(Exercise prompt)
Write out the material below again, unchanged.

_ _ _ _ _

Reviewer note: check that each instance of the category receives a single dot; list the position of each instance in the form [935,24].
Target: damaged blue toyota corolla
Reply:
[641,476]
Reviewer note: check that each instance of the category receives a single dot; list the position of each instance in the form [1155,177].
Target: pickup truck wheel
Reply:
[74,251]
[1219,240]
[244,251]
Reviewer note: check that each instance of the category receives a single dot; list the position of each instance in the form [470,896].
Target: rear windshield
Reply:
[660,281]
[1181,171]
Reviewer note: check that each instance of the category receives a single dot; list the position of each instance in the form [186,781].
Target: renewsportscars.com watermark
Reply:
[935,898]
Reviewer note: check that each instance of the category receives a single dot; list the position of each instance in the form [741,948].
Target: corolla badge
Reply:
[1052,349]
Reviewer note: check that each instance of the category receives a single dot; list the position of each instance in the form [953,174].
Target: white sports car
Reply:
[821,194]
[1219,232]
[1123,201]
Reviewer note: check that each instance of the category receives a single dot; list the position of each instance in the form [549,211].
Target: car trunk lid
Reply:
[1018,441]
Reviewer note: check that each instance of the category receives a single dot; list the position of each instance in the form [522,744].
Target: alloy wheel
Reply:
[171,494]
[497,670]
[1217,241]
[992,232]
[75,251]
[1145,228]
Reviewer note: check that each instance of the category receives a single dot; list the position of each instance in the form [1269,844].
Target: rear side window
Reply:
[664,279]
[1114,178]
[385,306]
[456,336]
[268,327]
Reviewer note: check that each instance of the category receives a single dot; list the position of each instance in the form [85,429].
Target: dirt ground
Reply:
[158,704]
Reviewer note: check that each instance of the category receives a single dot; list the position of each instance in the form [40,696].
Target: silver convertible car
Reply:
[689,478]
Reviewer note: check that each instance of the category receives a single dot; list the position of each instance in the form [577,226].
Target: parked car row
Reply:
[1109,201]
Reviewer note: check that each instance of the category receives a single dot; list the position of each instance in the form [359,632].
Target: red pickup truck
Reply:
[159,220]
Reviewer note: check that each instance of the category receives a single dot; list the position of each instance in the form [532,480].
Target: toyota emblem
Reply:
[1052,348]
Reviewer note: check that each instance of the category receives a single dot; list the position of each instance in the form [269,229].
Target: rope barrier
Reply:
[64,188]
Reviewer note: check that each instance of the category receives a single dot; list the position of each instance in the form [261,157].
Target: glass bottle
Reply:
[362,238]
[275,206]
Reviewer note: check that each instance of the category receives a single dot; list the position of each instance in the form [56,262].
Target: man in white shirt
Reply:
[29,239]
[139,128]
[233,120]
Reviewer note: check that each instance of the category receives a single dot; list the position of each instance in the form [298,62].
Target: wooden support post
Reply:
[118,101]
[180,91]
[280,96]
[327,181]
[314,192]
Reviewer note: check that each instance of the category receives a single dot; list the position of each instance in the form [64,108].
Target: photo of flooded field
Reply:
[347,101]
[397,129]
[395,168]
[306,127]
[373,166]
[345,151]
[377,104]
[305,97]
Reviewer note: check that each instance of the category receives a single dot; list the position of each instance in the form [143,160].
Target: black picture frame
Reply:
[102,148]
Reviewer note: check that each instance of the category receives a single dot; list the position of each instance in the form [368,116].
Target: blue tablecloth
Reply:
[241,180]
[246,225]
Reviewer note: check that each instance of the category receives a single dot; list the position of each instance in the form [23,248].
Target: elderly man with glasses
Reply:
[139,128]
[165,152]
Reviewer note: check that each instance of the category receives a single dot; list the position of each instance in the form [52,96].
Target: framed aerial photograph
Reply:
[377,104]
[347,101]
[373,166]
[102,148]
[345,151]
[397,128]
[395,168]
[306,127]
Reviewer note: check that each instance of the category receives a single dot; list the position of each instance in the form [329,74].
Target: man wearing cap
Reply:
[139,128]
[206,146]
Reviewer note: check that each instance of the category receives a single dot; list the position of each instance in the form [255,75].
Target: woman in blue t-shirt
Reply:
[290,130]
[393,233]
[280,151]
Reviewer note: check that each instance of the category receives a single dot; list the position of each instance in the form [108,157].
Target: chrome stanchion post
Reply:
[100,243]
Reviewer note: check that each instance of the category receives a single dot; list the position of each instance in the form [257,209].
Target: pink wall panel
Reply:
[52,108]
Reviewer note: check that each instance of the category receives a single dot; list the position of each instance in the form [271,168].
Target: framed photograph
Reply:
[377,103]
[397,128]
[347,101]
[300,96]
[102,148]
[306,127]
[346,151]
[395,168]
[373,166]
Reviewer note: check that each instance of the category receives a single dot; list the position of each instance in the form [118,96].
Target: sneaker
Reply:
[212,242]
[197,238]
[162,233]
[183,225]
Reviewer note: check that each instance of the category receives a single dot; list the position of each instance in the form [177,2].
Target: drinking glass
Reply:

_ _ _ _ _

(Complete response)
Reviewer note: check that each instance of the category receives a single dot; list the position of each instance in the form [935,24].
Target: damaged blue toyota corolla
Reply:
[641,476]
Reviewer note: check that each instance of the category receives a single dot; list the position of each instance in the form [1155,177].
Target: pickup truck wheel
Reply:
[74,251]
[1219,240]
[244,251]
Reviewer note: check that each instance of the category receives a single dot; list the position of each instance in the form [470,896].
Target: rear windshield
Reply:
[660,281]
[1181,171]
Reviewer note: check that each instance of the category receives a single dot; list the position of each instance in the form [186,781].
Target: renewsportscars.com watermark
Reply:
[935,898]
Reviewer note: check that each instance of the category receives a single dot; list the position of each instance in the form [741,948].
Target: corolla badge
Reply:
[1052,349]
Reviewer note: check that each instance of the category receives a single dot; list the position of each instance in the form [953,174].
Target: white sports car
Reply:
[821,194]
[1219,232]
[1123,201]
Reviewer note: check that each instance of the category receives a single dot; list the position of each instance in the form [549,211].
Target: car trunk lid
Reply:
[1018,441]
Reviewer note: check that each instance of the category receives a single dot; list the position of each instance in the form [522,744].
Target: alloy wheel
Reply:
[171,494]
[497,670]
[1217,241]
[992,232]
[75,251]
[1145,228]
Reviewer note: check that each instance of the category receives a single dot; list the position of each instance in the form [1269,844].
Target: rear side window
Reply:
[664,279]
[1114,178]
[385,306]
[456,336]
[268,327]
Reviewer note: check that each instance of the category receives a single dot; list the position of each instance in the form [85,429].
Target: dirt ground
Reply:
[158,704]
Reviewer note: check that each instance of the category receives a single dot; list the position of each instance in the form [40,696].
Target: silver convertible car
Reply:
[689,478]
Reviewer note: check that each instance of the category receives a single dot; list the position of each instance in the form [577,226].
Target: parked car row
Reply:
[1109,201]
Reviewer note: check that each instance of the category receives a single dot; list the position of each instance in the form [359,632].
Target: red pickup truck
Reply:
[159,220]
Reviewer note: check that each instance of the category receives a single dot; list the position of each instance in the form [532,480].
Target: toyota emblem
Reply:
[1052,348]
Reviewer note: check that each instance of the category receives a single dot; list the position of each instance in the form [269,229].
Target: rope barrier
Reply:
[64,188]
Reviewer note: check that each instance of the category receives a single dot; list the position of each instance in the form [261,157].
Target: glass bottle
Reply:
[362,238]
[275,206]
Reviewer note: check that each instance of the category receives a single dot; list the position of each instance in the form [56,262].
Target: man in white shirt
Reply:
[29,239]
[139,128]
[233,120]
Reviewer note: check that each instance of the category receives a single dot; list the position of each instance in the form [298,62].
Target: wooden support post
Reply:
[118,101]
[180,91]
[280,96]
[327,181]
[314,192]
Reviewer note: check that each instance of the category receives a single dot; list the position of each instance in the form [64,108].
Target: photo of flooded field
Reply:
[347,101]
[397,129]
[395,168]
[306,127]
[373,166]
[345,151]
[377,104]
[305,97]
Reviewer note: check that each instance of the category receives a single dot; list the position of each instance in the form [143,160].
Target: black picture frame
Reply:
[102,148]
Reviewer note: check that each instance of the category receives a single dot; list the position of each instance in the form [368,116].
Target: blue tablecloth
Reply:
[241,180]
[246,225]
Reviewer note: check that each instance of the category receives a single dot; list the position of each instance in the form [23,248].
Target: elderly man with glasses
Reply:
[139,128]
[165,152]
Reviewer note: check that each instance of the category receives a single dot; list the position of each instance in the form [52,96].
Target: framed aerial photograph
Reply:
[377,104]
[347,101]
[373,166]
[102,148]
[345,151]
[397,128]
[395,168]
[306,127]
Reviewer note: check that each instance of the category receives a single dot; list the position of each instance in the form [329,74].
Target: man wearing cap
Reply:
[139,128]
[206,146]
Reviewer note: check that each instance of the category receives a single dot; list the position of each instance in the form [255,75].
Target: woman in blue t-shirt
Reply:
[290,130]
[393,233]
[280,151]
Reviewer note: check that each instance of the category receives a single dot; list the position of each instance in the form [108,157].
Target: chrome stanchion post
Reply:
[100,243]
Reviewer note: check that each instance of the category receives a single dot; list the position of each instance in the form [257,209].
Target: pink wall panel
Reply:
[52,108]
Reviewer note: check that each instance of the category receives a single dot; list the position of each instance in the form [271,168].
Target: framed photograph
Reply:
[377,103]
[397,128]
[347,101]
[300,96]
[102,148]
[306,127]
[346,151]
[395,168]
[373,166]
Reviewer note: check that each instance of the category receives a single dot; list the position of each instance in the form [118,96].
Target: sneaker
Reply:
[212,242]
[197,238]
[162,233]
[183,225]
Reviewer note: check that each instance of the category receives a single dot; list the position of each instance in the form [177,2].
Target: drinking glass
Reply:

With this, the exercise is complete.